**** Extracto del documento ****
Es cierto que en la actualidad, debido a la entrada del conflicto palestino-israelí en una nueva fase como consecuencia de la aceleración e intensificación de la violencia sionista sobre el pueblo palestino, Estados Unidos ha vuelto a otorgar cierta centralidad a la región. Sin embargo, hay una dinámica ulterior a cualquier coyuntura: tanto la guerra en Ucrania como el genocidio sionista en Palestina han sido, en cierta medida, “delegados” desde la perspectiva estadounidense. La administración Biden ha pretendido —desde un equilibrio complejo— que los esfuerzos de ambos frentes recaigan sobre los países europeos, en primera instancia, y sobre el propio estado de Israel, en segunda. Además, por preferencia estratégica, Washington no ha deseado ni la “europeización” de la guerra en Ucrania —escenario tercerizado en el que el pueblo ucraniano lleva años ejerciendo como peón de la presión del imperialismo estadounidense contra el Estado ruso— ni la “regionalización” del conflicto en Oriente Medio. Estados Unidos se beneficia de ciertos niveles de conflicto en ambos puntos, siempre y cuando no escalen hasta el punto en que su propia intervención directa se vuelva inevitable.
Pese a la continuidad de su agenda injerencista en América Latina y de su pretendida dominación vía subalternos en Europa y Oriente Medio, Washington ha puesto el foco en la región Asia-Pacífico
Sucede que, pese a la continuidad de su agenda injerencista en América Latina y de su pretendida dominación vía subalternos en Europa y Oriente Medio, Washington ha puesto el foco en la región Asia-Pacífico. Esta nueva priorización se expuso explícitamente en la Defense Strategic Guidance del año 2011, en la que se definieron como “críticas” las alianzas con ciertos actores regionales como Corea del Sur, aunque meses antes había sido ya esbozada por la entonces secretaria de Estado Hillary Clinton en un artículo en Foreign Policy donde afirmaba que el foco había de moverse desde los “dos teatros” anteriores (Iraq y Afganistán) hasta Asia Pacífico, donde Washington debía invertir su “tiempo y energía” para sostener su liderazgo, intereses y valores. Antes, en 2010, ya se había planteado la importancia estratégica de las alianzas con Japón, Corea del Sur, Australia, Filipinas y Tailandia en la National Security Strategy del año 2010.
****
Tareas a realizar
[a] Según el extracto sobre la política exterior estadounidense, ¿en qué documento de 2011 se expuso explícitamente la nueva priorización de la región Asia-Pacífico?
[b] Prosiga el extracto sobre la política exterior estadounidense a partir de su última oración.
**** Material proporcionado ****
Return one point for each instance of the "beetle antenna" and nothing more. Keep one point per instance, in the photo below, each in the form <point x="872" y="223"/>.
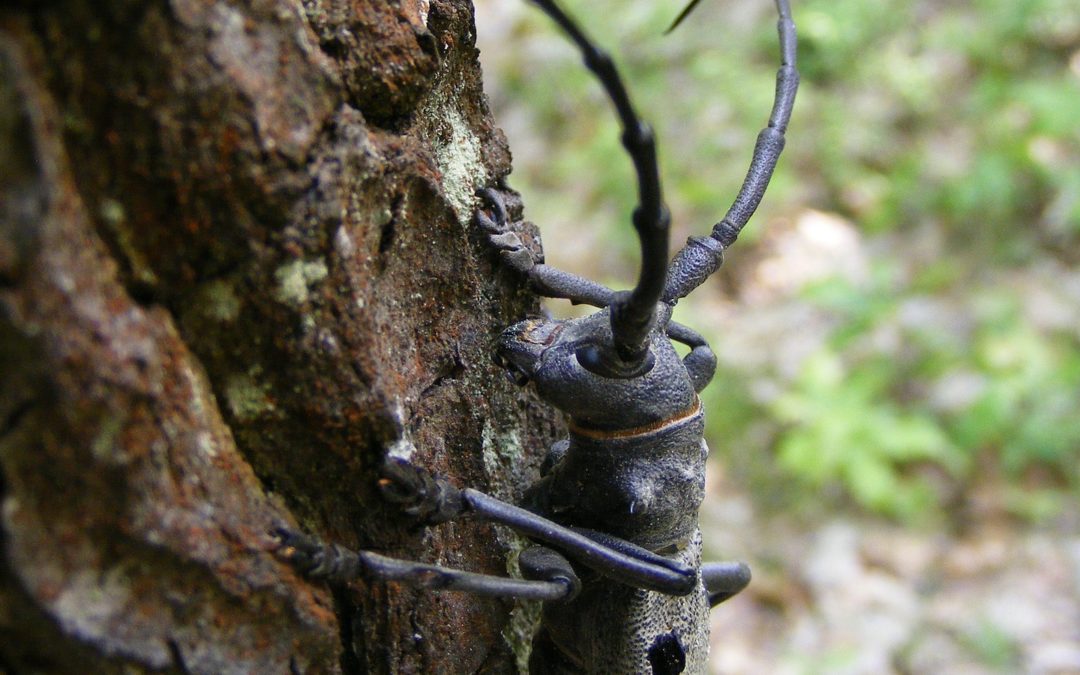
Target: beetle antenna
****
Respuestas del ejercicio
[a] En la Defense Strategic Guidance del año 2011.

[b]
El esquema de poder global que Washington ha impreso sobre la realidad internacional tras el fin de la Segunda Guerra Mundial ha sido un esquema colectivo. En él, buena parte —cuando no la totalidad— de los estados centrales del sistema-mundo capitalista se ubicaron bajo el mando único de la Casa Blanca. Así, la lógica de la disputa interimperialista que definió las relaciones internacionales desde las décadas finales del siglo XIX dejó paso a una dinámica de bloque único pretendidamente unipolar. El eje imperialista, dirigido estratégicamente por Estados Unidos —aunque delegase en sus subalternos la gestión de la explotación económica y política de determinadas periferias—, se construyó en torno al hegemón norteamericano que había de encargarse de la coordinación estratégica y del liderazgo cultural y político.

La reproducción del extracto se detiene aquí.